** PROBLEM SET **
1/ In the power supply measurement text below, what DC voltage was measured on the +12.1V line?
2/ Extend the power supply measurement text below, picking up right after its final sentence.

I (quoted and) wrote

>> At least replacing output filter capacitors ought to cause no
>> regression.

> I should also put my multimeter in the PSU lines and see what it says
> for both DC and AC measurements, the former for nominal voltage and
> the latter for ripple.

I've now done this.  I did it with all 12 RAM slots populated, as a
worst-case scenario (of the things I've tried, at least).

No joy - as in, nothing that explains problems.

All the measurements below are relative to the power supply's metal
chassis, except for the -9V line, which is relative to the -9V return
line.

DC measurements:

The -12.1V line is at -12.01V
The +5.1V lines are at 5.14V
The +3.5V - +5.25V line is 4.30V
The +12.1V line is at 12.27V
The ground lines are at 18mV
The -9V line is at -9.1V

These are all well within the 5% spec (except the 4.3V line, which is
within its specced range).

** RECORDED INFORMATION **

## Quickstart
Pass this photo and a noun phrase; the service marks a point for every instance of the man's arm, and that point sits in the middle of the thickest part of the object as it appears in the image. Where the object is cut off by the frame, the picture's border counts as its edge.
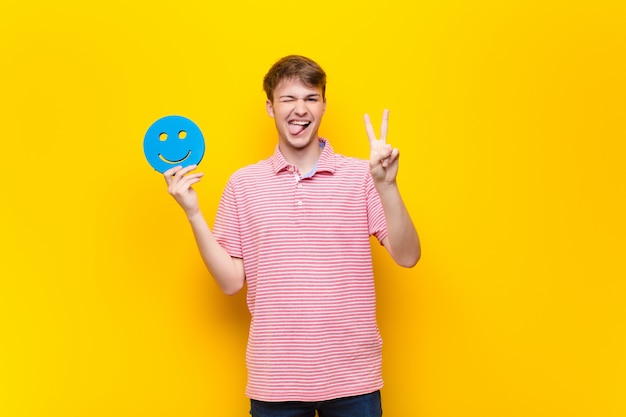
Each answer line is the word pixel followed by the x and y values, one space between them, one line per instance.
pixel 227 271
pixel 402 241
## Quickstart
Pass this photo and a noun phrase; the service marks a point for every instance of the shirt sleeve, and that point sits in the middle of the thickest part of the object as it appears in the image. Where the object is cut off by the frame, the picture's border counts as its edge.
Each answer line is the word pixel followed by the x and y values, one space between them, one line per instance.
pixel 227 228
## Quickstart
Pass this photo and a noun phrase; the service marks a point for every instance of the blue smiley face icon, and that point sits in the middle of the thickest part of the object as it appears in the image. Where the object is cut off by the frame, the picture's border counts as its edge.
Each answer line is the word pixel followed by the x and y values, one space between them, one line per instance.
pixel 173 141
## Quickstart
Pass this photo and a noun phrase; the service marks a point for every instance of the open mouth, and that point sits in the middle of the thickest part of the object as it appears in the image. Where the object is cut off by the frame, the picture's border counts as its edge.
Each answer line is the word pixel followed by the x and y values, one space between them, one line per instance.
pixel 177 161
pixel 296 127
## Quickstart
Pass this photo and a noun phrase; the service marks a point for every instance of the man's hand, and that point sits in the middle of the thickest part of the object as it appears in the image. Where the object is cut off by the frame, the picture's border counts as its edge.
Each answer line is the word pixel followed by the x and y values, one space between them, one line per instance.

** EXPECTED RESULTS **
1/ 12.27V

2/
I set the meter on AC and repeated the measurements.  Everything came
in under 10mV.  All measurements were taken with a Fluke 87, so I'm
reasonably confident in them.  However, I doubt its AC setting can
notice extremely fast edges such as logic circuits can generate.

The LEDs were stuck at EF when I started and still were when I
finished.  They could in principle have changed during the tests, but I
think I have never seen them change and then later return to EF and get
stuck.

I'm considering adding caps soldered in right at the board's power
connector to see if that helps any.  I don't see any decoupling caps
anywhere near there.  Presumably you can get away with a lot more when
your clock rates are all slower than 25MHz.

I still need to look to see whether I have anything suitable for
replacing the PS output filtering caps.  But if I add caps right at the
board that may not matter.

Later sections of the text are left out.